Reproduce word for word the rows from the line containing "Report the location of each instance of the chair caster" through the line containing "x=1055, y=666", including both of those lines, and nothing else.

▼▼▼

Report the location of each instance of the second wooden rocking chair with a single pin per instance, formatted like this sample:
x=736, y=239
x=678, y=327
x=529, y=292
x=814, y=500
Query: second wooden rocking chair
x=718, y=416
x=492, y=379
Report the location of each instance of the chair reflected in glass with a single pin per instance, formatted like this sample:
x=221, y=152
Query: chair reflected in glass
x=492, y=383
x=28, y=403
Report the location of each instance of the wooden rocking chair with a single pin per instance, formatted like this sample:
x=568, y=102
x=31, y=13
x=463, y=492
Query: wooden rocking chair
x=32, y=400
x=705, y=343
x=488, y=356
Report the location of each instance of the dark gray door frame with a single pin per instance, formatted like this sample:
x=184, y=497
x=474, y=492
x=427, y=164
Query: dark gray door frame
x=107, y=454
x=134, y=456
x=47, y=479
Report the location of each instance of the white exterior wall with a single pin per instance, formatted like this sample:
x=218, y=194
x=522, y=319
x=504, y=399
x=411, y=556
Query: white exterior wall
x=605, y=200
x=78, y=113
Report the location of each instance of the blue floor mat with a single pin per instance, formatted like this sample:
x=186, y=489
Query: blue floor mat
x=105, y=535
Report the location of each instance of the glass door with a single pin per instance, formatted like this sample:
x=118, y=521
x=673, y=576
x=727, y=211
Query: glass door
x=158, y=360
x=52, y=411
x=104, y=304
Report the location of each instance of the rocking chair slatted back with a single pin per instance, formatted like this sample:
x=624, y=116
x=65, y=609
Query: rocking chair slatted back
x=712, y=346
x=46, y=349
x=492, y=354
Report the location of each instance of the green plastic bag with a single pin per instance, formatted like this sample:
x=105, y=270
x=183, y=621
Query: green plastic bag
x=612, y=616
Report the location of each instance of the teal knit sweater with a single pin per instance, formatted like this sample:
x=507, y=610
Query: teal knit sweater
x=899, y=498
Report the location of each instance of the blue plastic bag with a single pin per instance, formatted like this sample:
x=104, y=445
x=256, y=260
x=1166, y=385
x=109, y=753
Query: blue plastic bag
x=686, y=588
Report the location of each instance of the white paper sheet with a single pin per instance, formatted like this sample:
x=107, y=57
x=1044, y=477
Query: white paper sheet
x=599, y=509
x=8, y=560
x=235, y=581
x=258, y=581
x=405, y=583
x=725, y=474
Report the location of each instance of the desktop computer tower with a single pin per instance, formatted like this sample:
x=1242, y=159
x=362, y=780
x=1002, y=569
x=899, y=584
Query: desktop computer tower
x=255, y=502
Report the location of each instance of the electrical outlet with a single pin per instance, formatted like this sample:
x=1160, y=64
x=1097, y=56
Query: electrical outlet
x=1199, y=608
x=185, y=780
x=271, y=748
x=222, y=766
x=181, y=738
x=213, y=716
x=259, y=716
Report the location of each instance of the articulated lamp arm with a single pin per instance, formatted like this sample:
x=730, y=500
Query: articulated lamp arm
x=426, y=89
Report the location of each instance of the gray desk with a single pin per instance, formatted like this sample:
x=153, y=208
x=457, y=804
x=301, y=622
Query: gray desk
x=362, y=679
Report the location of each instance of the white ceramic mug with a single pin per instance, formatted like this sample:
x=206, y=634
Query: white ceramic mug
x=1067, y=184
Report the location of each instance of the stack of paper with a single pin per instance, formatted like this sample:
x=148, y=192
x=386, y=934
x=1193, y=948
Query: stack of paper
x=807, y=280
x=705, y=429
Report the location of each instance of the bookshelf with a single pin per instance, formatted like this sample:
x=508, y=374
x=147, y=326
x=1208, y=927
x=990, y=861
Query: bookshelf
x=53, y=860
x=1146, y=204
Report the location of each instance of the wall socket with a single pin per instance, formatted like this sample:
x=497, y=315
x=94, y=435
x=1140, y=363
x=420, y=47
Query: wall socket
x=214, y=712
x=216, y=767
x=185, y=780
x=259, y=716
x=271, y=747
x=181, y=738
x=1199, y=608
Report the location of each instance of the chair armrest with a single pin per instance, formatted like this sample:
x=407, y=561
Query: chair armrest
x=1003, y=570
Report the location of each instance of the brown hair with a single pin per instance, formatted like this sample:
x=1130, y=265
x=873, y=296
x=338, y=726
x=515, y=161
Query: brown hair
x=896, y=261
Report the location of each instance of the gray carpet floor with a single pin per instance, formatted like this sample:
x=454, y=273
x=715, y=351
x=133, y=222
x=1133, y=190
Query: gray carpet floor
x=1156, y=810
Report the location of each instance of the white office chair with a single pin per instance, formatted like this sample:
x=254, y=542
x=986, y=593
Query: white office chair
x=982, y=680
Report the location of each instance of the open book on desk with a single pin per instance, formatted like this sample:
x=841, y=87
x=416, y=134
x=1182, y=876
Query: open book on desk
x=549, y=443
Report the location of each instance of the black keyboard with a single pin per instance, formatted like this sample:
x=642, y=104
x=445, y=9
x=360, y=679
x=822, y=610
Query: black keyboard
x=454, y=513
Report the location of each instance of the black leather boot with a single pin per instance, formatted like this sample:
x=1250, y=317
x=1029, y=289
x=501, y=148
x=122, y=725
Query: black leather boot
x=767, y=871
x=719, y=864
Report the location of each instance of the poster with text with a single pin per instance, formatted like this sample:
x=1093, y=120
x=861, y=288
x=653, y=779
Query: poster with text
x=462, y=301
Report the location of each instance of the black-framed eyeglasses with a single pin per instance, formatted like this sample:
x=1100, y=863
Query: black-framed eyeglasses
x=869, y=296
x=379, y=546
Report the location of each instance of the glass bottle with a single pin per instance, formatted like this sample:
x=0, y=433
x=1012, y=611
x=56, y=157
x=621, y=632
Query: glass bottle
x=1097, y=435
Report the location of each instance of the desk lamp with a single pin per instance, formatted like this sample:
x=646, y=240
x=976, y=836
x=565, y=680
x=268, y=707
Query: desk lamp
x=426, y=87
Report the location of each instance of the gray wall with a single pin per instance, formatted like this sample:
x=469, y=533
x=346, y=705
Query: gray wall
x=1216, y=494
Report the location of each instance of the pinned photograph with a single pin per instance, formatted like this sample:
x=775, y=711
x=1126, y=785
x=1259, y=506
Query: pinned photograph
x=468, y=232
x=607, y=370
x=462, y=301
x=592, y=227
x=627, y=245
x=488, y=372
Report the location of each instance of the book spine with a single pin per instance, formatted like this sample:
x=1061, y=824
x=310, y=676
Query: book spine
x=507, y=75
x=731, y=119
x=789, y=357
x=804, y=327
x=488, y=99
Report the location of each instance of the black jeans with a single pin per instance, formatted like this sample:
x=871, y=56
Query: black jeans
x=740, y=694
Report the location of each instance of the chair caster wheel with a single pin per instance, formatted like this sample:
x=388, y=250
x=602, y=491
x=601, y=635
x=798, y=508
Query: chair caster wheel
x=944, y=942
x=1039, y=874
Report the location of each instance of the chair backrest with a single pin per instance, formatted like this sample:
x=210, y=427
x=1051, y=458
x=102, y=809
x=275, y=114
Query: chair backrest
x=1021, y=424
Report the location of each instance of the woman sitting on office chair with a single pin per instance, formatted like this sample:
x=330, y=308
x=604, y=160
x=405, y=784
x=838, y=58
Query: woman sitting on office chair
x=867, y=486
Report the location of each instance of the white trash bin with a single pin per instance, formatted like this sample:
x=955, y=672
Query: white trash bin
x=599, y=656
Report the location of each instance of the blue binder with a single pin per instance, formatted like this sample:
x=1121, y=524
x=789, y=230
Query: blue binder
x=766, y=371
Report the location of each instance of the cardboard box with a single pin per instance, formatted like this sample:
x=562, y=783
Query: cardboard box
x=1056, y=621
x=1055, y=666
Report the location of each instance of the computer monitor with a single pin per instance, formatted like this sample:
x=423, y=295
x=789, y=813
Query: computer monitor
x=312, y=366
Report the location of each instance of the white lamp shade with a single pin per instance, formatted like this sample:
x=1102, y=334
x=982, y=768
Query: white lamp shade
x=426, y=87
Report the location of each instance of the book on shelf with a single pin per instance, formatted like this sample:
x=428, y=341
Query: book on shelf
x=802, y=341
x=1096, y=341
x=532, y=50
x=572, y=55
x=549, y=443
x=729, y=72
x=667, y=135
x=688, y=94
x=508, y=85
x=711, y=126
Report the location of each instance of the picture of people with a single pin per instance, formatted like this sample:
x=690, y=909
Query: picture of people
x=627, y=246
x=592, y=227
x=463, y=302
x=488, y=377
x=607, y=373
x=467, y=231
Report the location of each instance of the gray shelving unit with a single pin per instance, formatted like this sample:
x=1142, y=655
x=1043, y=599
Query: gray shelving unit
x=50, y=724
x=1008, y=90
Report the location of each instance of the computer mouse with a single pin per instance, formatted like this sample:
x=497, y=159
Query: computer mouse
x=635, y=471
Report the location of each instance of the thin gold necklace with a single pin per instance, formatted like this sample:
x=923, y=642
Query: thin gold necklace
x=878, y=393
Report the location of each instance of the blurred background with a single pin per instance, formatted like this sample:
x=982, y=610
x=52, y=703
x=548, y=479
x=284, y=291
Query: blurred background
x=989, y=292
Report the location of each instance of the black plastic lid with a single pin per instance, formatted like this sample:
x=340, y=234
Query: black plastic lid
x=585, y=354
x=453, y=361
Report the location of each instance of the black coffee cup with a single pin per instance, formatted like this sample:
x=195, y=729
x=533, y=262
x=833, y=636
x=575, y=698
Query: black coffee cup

▲▲▲

**Finished task**
Report the location of each instance of the chair caster wheel with a single pin per instance, formatted like this sample:
x=388, y=250
x=602, y=491
x=601, y=635
x=798, y=508
Query: chair caster wheel
x=944, y=942
x=1039, y=874
Report the location of each instance of the chair backrest with a single pin per instance, formatted like this sample:
x=210, y=427
x=1051, y=458
x=102, y=809
x=275, y=114
Query: chair backrest
x=1021, y=424
Report the location of each instance of the woman sitting on office chair with a single pin per instance, formatted like this sample:
x=330, y=308
x=604, y=160
x=405, y=784
x=838, y=58
Query: woman sitting on office chair
x=867, y=486
Report the location of each instance of the white trash bin with a single pin per instance, formatted like this sample:
x=955, y=672
Query: white trash bin
x=599, y=656
Report the location of each instance of the blue binder with a single pin per instance, formatted like this sample:
x=1121, y=524
x=789, y=230
Query: blue binder
x=766, y=371
Report the location of each instance of the cardboard box with a single pin per instance, formatted like this sample:
x=562, y=783
Query: cardboard box
x=1056, y=621
x=1055, y=666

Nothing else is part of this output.